■ **Work task**
Every record here must be set down once more, precisely as it reads.
*** Records supplied ***
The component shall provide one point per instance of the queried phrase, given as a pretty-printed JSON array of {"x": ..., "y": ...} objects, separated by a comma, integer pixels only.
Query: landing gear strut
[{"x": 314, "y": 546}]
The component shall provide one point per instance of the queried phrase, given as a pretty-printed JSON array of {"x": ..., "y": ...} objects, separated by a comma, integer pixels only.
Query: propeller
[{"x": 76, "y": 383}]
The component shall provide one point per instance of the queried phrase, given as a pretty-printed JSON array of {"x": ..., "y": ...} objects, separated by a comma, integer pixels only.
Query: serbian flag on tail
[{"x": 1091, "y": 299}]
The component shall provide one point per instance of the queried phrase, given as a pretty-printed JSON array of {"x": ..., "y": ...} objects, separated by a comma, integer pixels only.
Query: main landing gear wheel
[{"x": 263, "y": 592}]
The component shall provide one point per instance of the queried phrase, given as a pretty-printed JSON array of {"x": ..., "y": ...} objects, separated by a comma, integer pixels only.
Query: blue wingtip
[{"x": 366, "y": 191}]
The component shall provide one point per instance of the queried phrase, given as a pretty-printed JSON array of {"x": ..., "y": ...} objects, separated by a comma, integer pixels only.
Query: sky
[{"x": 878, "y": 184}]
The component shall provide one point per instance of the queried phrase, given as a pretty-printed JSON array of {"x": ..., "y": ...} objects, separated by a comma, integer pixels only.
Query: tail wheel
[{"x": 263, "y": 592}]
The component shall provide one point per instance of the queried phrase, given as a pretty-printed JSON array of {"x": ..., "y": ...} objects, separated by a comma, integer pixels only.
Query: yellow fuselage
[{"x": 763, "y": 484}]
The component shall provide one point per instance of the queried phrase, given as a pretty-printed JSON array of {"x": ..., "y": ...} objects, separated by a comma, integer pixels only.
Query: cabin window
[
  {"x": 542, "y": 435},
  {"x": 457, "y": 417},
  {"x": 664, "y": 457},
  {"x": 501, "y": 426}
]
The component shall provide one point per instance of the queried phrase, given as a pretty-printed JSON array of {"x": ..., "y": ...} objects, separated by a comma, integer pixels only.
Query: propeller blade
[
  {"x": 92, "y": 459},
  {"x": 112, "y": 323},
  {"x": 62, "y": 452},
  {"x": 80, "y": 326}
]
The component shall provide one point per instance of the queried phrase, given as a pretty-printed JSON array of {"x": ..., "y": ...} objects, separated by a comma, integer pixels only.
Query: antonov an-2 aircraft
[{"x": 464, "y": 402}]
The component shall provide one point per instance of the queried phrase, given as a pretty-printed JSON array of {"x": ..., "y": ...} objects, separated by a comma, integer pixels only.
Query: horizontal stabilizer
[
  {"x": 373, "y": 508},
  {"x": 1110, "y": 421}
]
*** End of Records supplied ***
■ **Answer section**
The component shall provide one point per instance of the queried phrase, given as a pretty-printed JSON array of {"x": ..., "y": ...} objects, separated by a comma, integer pixels only.
Query: landing gear strut
[{"x": 314, "y": 546}]
The component shall provide one point per instance of the queried phrase, given as a pretty-printed JSON array of {"x": ..., "y": ...} objects, separated by a comma, integer pixels only.
Query: propeller
[{"x": 76, "y": 383}]
The component shall provide one point per instance of the queried phrase, given as a pretty-printed JSON array of {"x": ..., "y": ...} objects, separated by a comma, integer pixels only.
Query: serbian flag on tail
[{"x": 1091, "y": 299}]
The component shall provide one point per instance of the queried phrase, given as a pretty-printed JSON array of {"x": ..., "y": ...} objects, separated by a comma, integer pixels only.
Query: main landing gear wheel
[{"x": 263, "y": 592}]
The component shall provide one point per instance of the queried phrase, given as a pretty-printed JSON array of {"x": ..., "y": ...} objects, separated by a comma, integer pixels only.
Query: blue wingtip
[{"x": 366, "y": 191}]
The component shall provide one point per instance of the queried phrase, given as a pretty-printed JSON array of {"x": ..., "y": ...} objects, separated by a comma, integer pixels only.
Query: sky
[{"x": 878, "y": 184}]
The component shall provide one point per instance of the queried phrase, given as a pretty-printed JSON array of {"x": ..., "y": ...} objects, separated by a comma, integer pixels only.
Query: tail wheel
[{"x": 263, "y": 592}]
The component shall provide one point per instance of the queried phrase, given as a pretty-printed JSON array of {"x": ..., "y": ...} objects, separated by a comma, integer pixels only.
Query: yellow fuselage
[{"x": 763, "y": 484}]
The component shall provide one point per instance of the queried phrase, given as a pretty-printed JSON array of {"x": ..., "y": ...} objects, separated by a comma, integer pixels only.
Query: cabin window
[
  {"x": 542, "y": 435},
  {"x": 457, "y": 417},
  {"x": 664, "y": 457},
  {"x": 501, "y": 426}
]
The component shall provide one point per instance of the queried phrase, given as a pretty-printed JSON array of {"x": ..., "y": ...} objects, separated by a comma, integer pixels only.
Query: propeller blade
[
  {"x": 92, "y": 459},
  {"x": 112, "y": 323},
  {"x": 62, "y": 452},
  {"x": 80, "y": 326}
]
The component shall provide one point per instance of the queried phrase, given as a pretty-printed JSON array of {"x": ..., "y": ...} objects, separated by a comma, integer pixels only.
Query: antonov an-2 aircraft
[{"x": 464, "y": 402}]
The component shall provide one point per instance of the queried phrase, given as a pretty-printed JSON array of {"x": ..., "y": ...} objects, separated by a comma, integer pixels only.
Query: horizontal stabilizer
[
  {"x": 373, "y": 508},
  {"x": 1110, "y": 421}
]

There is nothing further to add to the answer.